O Brussels Beer Challenge é um dos mais prestigiados concursos cervejeiros do mundo (Foto: Bart Van der Perre/Divulgação)

Atualizada, 11/1/2023, 14:35

Em 2016, a cultura da cerveja belga foi declarada pela Unesco Patrimônio Imaterial da Humanidade. Segundo o Relatório Anual de Cervejarias Belgas de 2015, a Bélgica contava com aproximadamente 200 cervejarias, número expressivo se levado em conta o tamanho do território do país europeu, pouco maior do que o estado de Alagoas (em torno de 30.528 km²). Um paraíso para o apreciador de cerveja, a escola cervejeira belga criou receitas cultuadas como a da DeuS, que nos últimos anos foi incorporada ao portfólio da InBev (leia mais aqui). Daniel Wolff, sommelier de cervejas e diretor da rede Mestre-Cervejeiro.com, condecorado na cerimônia de abertura do Brussels Beer Challenge 2016 membro honorário da Cavalaria da Pá de Brassagem, tradicional grupo da Confederação das Cervejarias Belgas, preparou as dicas sobre essa escola cervejeira, que a Beer Art compartilha a seguir.

Porta de entrada

“As cervejas belgas, complexas e de perfil frutado, são apreciadas mundialmente, e algumas delas chegam a ser consideradas as melhores do mundo. Muitas vezes elas são uma porta de entrada ao universo das artesanais – principalmente para quem gosta de vinho.”

História

A tradição cervejeira belga tem uma longa história. Desde antes da conquista pelo Império Romano, há mais de 2 mil anos, já se produzia cerveja nos Países Baixos. Com a queda de Roma, o poder da Igreja cresceu e começaram a surgir alguns monastérios, que já vinham equipados com cervejarias para suprir a demanda dos próprios monges e, também, da população local.

**Seu objetivo**. Transcreva a parte do trecho sobre a cerveja belga entre "Em 2016, a cultura" e "compartilha a seguir.", inclusive. A listagem não tem nenhuma relação com o trecho sobre a cerveja belga.

Registros de rotulagem de contornos
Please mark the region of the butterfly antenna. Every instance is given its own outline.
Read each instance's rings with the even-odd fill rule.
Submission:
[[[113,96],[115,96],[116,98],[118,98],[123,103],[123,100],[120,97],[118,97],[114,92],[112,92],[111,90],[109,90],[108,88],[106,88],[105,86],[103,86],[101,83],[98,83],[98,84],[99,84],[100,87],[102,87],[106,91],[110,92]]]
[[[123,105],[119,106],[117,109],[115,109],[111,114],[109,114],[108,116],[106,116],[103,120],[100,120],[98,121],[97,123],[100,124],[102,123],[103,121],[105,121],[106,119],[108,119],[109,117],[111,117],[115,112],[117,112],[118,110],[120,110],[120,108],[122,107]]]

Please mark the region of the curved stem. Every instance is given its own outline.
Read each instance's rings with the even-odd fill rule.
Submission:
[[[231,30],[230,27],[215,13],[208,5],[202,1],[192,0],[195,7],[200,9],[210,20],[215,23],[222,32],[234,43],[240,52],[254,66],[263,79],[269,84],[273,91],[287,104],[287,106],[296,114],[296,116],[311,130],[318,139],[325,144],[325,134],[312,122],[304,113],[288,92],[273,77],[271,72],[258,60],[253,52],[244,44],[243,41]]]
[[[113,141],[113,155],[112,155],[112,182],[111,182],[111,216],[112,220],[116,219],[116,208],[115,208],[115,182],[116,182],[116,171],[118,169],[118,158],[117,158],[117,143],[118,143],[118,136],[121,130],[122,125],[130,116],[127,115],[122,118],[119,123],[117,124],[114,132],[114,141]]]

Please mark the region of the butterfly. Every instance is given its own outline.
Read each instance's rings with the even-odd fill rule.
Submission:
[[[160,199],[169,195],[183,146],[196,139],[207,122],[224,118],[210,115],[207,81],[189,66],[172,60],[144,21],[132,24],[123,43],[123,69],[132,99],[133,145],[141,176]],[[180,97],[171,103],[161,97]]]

**Solução do exercício**.
Em 2016, a cultura da cerveja belga foi declarada pela Unesco Patrimônio Imaterial da Humanidade. Segundo o Relatório Anual de Cervejarias Belgas de 2015, a Bélgica contava com aproximadamente 200 cervejarias, número expressivo se levado em conta o tamanho do território do país europeu, pouco maior do que o estado de Alagoas (em torno de 30.528 km²). Um paraíso para o apreciador de cerveja, a escola cervejeira belga criou receitas cultuadas como a da DeuS, que nos últimos anos foi incorporada ao portfólio da InBev (leia mais aqui). Daniel Wolff, sommelier de cervejas e diretor da rede Mestre-Cervejeiro.com, condecorado na cerimônia de abertura do Brussels Beer Challenge 2016 membro honorário da Cavalaria da Pá de Brassagem, tradicional grupo da Confederação das Cervejarias Belgas, preparou as dicas sobre essa escola cervejeira, que a Beer Art compartilha a seguir.